# [EXTRACT TO READ]
┄┄┄┄┄┄┄┄┄┄┄┄┄┄┄┄┄┄┄┄
Personal Interest - Voyager Space Program

Introduction

I have always been fascinated by and interested in the Voyager space probes. They greatly expanded our knowledge of our solar system from the four gas giants of Jupiter, Saturn, Uranus and Neptune to their continuing scientific mission which have revealed the boundaries of solar system and the start of interstellar space.  

Goals

The twin spacecraft Voyager 1 and Voyager 2 were launched by NASA in separate months in the summer of 1977 from Cape Canaveral, Florida. As originally designed, the Voyagers were to conduct closeup studies of Jupiter and Saturn, Saturn's rings, and the larger moons of the two planets. 

To accomplish their two-planet mission, the spacecraft were built to last five years. But as the mission went on, and with the successful achievement of all its objectives, the additional flybys of the two outermost giant planets, Uranus and Neptune, proved possible -- and irresistible to mission scientists and engineers at the Voyagers' home at the Jet Propulsion Laboratory in Pasadena, California.
┄┄┄┄┄┄┄┄┄┄┄┄┄┄┄┄┄┄┄┄
# [RECORD SET]
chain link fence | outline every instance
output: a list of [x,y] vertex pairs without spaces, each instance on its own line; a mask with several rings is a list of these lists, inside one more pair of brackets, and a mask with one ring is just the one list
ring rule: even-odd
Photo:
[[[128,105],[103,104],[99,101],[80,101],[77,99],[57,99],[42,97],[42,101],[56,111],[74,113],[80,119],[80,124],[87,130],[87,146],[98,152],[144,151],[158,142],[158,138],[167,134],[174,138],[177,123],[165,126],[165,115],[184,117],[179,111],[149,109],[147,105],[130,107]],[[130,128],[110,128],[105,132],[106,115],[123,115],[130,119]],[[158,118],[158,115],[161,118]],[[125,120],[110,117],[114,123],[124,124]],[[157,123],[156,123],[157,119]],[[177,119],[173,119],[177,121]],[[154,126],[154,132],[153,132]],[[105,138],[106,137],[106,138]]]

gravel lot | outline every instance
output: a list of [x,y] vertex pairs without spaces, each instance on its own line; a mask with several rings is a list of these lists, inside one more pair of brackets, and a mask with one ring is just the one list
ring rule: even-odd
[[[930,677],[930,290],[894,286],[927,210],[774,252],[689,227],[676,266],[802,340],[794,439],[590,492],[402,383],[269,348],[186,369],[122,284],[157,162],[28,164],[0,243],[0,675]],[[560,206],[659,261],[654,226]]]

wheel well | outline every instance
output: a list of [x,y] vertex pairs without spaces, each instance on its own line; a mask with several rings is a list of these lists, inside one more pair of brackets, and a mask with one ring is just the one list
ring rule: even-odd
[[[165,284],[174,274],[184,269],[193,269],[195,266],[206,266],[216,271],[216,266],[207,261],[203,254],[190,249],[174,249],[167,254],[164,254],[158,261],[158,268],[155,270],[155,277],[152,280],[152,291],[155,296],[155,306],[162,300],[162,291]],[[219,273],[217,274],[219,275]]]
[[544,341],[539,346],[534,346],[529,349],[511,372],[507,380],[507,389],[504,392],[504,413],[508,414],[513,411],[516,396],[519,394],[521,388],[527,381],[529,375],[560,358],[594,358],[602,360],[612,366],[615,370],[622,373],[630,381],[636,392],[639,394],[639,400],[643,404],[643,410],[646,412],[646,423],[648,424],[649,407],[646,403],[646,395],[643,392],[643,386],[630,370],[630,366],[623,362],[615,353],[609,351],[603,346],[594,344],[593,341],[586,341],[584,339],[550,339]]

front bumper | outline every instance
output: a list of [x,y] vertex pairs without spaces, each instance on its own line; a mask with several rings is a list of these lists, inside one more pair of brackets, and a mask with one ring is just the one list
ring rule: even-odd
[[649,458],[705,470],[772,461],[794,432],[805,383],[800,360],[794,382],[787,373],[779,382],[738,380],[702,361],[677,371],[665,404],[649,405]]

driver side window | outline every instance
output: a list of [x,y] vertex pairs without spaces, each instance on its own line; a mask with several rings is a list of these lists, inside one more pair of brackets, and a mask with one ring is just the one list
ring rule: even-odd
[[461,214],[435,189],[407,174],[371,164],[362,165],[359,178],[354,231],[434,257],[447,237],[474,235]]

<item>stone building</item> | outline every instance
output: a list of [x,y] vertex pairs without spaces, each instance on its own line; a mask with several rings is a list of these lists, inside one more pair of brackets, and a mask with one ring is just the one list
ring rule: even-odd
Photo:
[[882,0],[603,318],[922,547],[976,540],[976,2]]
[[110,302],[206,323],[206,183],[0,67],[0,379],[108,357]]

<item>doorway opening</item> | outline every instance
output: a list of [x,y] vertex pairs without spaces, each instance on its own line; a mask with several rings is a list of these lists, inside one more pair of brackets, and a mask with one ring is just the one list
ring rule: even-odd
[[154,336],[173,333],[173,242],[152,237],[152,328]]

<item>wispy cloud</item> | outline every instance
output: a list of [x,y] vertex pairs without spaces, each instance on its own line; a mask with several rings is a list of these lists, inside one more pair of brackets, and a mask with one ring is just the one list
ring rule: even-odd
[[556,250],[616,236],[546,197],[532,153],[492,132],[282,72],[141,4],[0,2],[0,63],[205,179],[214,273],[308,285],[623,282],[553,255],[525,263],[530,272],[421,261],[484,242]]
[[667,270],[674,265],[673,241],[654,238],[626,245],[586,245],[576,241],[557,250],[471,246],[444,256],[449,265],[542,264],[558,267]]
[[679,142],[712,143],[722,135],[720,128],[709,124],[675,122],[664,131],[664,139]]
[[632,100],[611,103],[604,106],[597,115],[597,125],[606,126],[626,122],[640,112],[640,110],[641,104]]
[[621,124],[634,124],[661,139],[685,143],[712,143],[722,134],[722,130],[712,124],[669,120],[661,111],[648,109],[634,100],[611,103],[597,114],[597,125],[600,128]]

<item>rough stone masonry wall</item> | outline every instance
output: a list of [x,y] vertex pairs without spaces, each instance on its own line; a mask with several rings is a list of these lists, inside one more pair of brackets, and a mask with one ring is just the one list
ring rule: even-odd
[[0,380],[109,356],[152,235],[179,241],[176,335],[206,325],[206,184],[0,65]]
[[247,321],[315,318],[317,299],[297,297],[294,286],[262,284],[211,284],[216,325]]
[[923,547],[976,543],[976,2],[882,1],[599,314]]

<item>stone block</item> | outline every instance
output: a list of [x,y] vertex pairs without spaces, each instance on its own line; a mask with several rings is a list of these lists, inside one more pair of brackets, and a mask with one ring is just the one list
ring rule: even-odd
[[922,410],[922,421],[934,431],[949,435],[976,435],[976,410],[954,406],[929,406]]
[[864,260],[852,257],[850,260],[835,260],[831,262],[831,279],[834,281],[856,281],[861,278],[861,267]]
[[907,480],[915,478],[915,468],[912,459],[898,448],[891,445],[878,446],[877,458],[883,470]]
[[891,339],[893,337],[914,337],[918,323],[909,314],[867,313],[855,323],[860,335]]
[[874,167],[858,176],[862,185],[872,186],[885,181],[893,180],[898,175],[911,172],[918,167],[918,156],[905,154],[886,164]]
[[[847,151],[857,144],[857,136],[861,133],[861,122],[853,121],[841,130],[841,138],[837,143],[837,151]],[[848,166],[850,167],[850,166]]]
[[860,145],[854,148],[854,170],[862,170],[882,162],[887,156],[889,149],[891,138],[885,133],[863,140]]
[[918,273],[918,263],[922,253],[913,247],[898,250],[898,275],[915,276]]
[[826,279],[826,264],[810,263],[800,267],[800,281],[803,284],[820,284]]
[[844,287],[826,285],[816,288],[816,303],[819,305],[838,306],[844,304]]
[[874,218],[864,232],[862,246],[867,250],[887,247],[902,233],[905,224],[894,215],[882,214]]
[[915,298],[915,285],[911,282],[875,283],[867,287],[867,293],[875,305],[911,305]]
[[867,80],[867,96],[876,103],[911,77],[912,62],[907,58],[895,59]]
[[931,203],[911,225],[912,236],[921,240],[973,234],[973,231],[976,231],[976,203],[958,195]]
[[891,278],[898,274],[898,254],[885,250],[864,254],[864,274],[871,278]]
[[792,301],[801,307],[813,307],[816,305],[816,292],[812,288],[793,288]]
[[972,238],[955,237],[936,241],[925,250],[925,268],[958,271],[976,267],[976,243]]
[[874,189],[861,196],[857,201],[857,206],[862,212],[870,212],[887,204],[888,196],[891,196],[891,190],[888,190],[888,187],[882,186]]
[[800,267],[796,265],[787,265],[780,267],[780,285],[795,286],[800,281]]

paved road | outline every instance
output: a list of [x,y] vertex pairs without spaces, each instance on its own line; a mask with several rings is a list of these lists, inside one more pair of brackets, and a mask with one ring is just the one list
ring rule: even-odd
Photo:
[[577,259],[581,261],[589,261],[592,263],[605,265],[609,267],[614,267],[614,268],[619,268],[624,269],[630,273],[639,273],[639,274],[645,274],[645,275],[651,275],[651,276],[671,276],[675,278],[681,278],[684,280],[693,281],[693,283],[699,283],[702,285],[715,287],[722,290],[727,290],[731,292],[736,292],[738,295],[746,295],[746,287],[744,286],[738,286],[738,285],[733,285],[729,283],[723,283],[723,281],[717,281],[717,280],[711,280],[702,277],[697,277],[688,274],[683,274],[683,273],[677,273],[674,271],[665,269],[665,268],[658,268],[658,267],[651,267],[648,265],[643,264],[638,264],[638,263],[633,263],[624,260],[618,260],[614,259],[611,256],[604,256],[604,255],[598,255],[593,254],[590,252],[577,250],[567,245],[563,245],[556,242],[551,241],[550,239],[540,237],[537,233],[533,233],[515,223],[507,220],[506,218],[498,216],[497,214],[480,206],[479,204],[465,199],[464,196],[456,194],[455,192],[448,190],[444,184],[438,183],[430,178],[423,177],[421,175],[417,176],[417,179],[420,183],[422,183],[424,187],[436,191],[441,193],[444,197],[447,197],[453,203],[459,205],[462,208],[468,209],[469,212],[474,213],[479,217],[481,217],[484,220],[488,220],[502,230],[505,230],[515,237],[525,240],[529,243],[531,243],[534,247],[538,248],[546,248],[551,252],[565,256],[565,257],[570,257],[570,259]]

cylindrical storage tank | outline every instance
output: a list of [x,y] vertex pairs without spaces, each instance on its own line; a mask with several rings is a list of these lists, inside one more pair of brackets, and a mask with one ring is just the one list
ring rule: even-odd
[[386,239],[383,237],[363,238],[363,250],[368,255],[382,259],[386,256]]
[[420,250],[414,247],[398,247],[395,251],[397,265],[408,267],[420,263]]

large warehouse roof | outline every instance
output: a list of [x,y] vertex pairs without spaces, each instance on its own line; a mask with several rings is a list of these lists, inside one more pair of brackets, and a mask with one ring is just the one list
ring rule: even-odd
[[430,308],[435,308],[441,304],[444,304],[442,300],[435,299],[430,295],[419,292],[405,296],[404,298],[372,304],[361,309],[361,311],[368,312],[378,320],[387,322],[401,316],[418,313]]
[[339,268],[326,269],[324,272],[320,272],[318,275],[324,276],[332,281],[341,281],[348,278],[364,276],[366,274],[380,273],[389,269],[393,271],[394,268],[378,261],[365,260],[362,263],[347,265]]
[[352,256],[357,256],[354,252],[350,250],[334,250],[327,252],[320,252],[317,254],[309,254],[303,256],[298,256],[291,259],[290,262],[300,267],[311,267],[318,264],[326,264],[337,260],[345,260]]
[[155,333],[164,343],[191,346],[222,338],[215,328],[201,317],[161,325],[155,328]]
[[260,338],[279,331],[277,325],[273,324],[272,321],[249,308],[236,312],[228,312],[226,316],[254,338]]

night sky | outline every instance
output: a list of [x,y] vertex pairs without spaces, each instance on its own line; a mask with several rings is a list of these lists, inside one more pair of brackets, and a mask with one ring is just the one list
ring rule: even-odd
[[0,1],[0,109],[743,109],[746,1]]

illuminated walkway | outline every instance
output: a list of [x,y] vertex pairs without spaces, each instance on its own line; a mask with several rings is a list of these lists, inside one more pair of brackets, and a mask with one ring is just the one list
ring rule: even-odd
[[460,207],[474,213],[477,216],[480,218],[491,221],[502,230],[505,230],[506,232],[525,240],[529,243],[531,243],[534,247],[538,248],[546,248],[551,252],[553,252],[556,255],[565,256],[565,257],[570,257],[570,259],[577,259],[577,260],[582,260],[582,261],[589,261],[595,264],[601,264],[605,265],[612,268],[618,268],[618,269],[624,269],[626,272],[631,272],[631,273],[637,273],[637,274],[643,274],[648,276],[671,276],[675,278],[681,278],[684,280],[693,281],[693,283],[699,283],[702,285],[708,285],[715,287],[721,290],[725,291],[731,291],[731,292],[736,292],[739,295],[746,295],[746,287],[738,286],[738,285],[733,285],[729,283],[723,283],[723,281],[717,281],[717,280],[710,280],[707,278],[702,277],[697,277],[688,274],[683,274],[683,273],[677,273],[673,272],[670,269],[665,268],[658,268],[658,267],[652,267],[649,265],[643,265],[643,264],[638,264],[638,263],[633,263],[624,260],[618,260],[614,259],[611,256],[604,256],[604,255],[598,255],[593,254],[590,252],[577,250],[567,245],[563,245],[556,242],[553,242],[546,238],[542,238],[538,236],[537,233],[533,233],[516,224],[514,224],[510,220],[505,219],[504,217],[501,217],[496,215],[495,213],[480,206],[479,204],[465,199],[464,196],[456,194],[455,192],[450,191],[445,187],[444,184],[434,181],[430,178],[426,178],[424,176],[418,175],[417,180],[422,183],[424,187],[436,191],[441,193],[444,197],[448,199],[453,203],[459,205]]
┄┄┄┄┄┄┄┄┄┄┄┄┄┄┄┄┄┄┄┄
# [WHAT YOU NEED TO DO]
Continue the piece about the Voyager space probes, starting right after its last sentence.

# [OUTPUT OF THE TASK]
As the spacecraft flew across the solar system, remote-control reprogramming was used to endow the Voyagers with greater capabilities than they possessed when they left the Earth. Their two-planet mission became four. Their five-year lifetimes stretched to 12 and is now near forty-three years.

Eventually, between them, Voyager 1 and 2 would explore all the giant outer planets of our solar system, 48 of their moons, and the unique systems of rings and magnetic fields those planets possess. 

Had the Voyager mission ended after the Jupiter and Saturn flybys alone, it still would have provided the material to rewrite astronomy textbooks. But having doubled their already ambitious itineraries, the Voyagers returned to Earth information over the years that has revolutionised the science of planetary astronomy, helping to resolve key questions while raising intriguing new ones about the origin and evolution of the planets in our solar system.

Design of the Voyager Space Probes

The identical Voyager spacecraft are three-axis stabilised systems that use celestial or gyro referenced attitude control to maintain pointing of the high-gain antennas toward Earth. The prime mission science payload consisted of 10 instruments (11 investigations including radio science).

The command computer subsystem (CCS) provides sequencing and control functions The CCS contains fixed routines such as command decoding and fault detection and corrective routines, antenna pointing information, and spacecraft sequencing information.

The Attitude and Articulation Control Subsystem (AACS) controls spacecraft orientation, maintains the pointing of the high gain antenna towards Earth, controls attitude maneuvers, and positions the scan platform.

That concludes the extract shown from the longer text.